◆ **INSTRUCTIONS FOR THE TASK**
Every line of the material is to be repeated exactly as it stands.

[Dataset rows]
______

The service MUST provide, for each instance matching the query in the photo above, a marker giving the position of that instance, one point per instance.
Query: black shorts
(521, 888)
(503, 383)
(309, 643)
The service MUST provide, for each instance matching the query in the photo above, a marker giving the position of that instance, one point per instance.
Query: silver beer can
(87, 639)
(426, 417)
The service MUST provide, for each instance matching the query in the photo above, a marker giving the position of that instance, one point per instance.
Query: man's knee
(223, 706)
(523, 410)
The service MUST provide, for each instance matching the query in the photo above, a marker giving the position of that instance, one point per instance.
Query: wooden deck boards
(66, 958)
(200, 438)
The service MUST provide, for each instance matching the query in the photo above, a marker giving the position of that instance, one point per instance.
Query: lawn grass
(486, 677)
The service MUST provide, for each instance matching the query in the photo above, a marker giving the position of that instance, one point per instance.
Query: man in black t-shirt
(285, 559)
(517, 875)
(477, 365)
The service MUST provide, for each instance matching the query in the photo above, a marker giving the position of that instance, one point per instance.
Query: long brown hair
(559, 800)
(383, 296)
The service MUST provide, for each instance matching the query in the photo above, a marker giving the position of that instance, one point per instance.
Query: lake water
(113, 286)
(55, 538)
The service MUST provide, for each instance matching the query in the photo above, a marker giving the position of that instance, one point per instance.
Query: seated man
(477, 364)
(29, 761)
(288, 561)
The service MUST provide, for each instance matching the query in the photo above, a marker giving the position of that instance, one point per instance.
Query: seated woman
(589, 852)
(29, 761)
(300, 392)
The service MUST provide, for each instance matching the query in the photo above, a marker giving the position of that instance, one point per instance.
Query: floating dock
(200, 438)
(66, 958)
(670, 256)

______

◆ **WRITTEN SOLUTION**
The service MUST provide, for each instance matching the query in the photo above, a marker giving the position of that instance, one point per instance.
Query: black shorts
(521, 888)
(503, 383)
(309, 643)
The service MUST provide, for each instance matching the query in the photo above, a marker giving the position of that instance, one point per instance.
Query: silver beer can
(87, 639)
(426, 417)
The service MUST provide, for each instance matching the query in the photo above, a marker giving the position of that instance, one point per instance.
Query: man's knee
(223, 706)
(523, 410)
The service MUST provide, for each instance matching the query in the photo above, a marker giving the position of that instance, one point per instance.
Query: wooden deck boards
(66, 958)
(200, 438)
The service MUST provide, for each instance matching the query in the photo above, a marker giving the position of that instance, one point per instance.
Query: lawn grass
(486, 677)
The service MUST provide, for each instance matching the query in the photo above, a marker giving the position of that instance, one point per instance.
Query: man in black t-shirt
(285, 559)
(517, 875)
(477, 365)
The service MUST provide, for each instance matching the query in the photo above, a marker giving the position of that instance, one point per instance.
Query: long brown hair
(559, 800)
(383, 296)
The service MUST provide, for each instance matching the query in the photo above, a marker giving the position of that instance, one point per instance.
Query: lake water
(113, 286)
(55, 538)
The service MUST provide, for each instance matching the query in the photo above, a marker giving the position of that instance, one point per instance.
Query: seated man
(477, 364)
(29, 761)
(288, 561)
The service MUST provide, for each instance matching the query in the photo above, a marker giving the position of that instance, one point per instance.
Query: seated woman
(589, 852)
(29, 761)
(300, 392)
The service MUST provide, for each instance matching the query in the photo above, a marker giving the position of that instance, one point per instance.
Query: floating dock
(200, 438)
(66, 958)
(670, 256)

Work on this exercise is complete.